DATA SUPPLIED
%%
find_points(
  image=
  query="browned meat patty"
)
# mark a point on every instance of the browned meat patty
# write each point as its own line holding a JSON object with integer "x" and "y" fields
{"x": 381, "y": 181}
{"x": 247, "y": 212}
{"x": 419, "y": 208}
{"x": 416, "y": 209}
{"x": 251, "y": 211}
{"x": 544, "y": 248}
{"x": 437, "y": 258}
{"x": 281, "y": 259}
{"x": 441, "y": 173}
%%
%%
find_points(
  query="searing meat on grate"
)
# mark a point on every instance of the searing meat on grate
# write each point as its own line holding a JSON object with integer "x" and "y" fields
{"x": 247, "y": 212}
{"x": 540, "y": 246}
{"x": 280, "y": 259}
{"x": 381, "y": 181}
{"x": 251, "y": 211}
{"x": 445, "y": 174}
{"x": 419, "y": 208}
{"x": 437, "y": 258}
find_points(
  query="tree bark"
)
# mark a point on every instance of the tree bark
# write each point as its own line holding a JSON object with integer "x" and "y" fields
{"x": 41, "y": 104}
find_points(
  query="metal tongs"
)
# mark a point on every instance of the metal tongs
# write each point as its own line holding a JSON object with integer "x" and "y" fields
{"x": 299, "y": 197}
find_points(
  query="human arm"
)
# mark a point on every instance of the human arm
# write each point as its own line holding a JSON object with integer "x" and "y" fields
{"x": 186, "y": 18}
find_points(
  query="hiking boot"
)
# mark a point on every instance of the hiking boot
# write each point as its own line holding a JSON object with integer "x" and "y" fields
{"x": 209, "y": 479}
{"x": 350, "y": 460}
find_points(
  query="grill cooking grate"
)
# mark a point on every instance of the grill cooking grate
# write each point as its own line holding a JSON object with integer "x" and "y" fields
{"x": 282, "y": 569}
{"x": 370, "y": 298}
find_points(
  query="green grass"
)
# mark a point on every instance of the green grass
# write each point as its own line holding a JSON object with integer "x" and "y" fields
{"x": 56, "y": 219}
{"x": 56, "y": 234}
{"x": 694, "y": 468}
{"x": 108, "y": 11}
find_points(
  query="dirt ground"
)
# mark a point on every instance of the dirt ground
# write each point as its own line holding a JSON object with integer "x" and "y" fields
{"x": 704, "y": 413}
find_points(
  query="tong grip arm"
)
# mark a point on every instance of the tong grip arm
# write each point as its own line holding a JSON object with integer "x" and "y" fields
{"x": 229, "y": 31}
%%
%%
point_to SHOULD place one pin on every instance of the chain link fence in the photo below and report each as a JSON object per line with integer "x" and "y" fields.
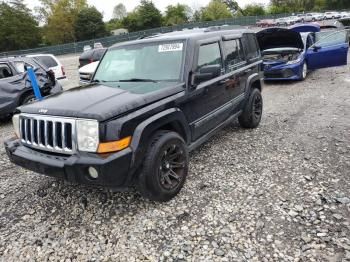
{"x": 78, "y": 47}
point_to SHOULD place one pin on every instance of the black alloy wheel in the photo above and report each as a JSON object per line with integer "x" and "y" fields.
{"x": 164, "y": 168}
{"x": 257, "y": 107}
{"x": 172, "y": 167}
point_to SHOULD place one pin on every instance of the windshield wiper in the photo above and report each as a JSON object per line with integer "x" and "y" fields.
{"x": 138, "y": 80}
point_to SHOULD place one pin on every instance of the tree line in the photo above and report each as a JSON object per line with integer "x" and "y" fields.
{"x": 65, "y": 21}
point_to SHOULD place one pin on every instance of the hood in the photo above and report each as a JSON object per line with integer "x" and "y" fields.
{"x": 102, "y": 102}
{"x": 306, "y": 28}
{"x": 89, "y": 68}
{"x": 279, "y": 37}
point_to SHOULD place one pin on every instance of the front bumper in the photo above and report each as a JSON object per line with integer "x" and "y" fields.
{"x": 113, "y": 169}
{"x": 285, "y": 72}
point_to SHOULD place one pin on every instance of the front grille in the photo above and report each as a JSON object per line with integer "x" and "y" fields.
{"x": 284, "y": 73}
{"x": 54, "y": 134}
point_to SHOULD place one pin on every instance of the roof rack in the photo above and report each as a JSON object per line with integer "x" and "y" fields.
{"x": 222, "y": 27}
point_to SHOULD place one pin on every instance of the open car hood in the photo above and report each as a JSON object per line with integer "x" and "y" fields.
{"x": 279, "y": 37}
%%
Report every line above that contains the word "patty", copying each one in full. Case counts when matching.

  query="browned meat patty"
# mark a point on every instance of the browned meat patty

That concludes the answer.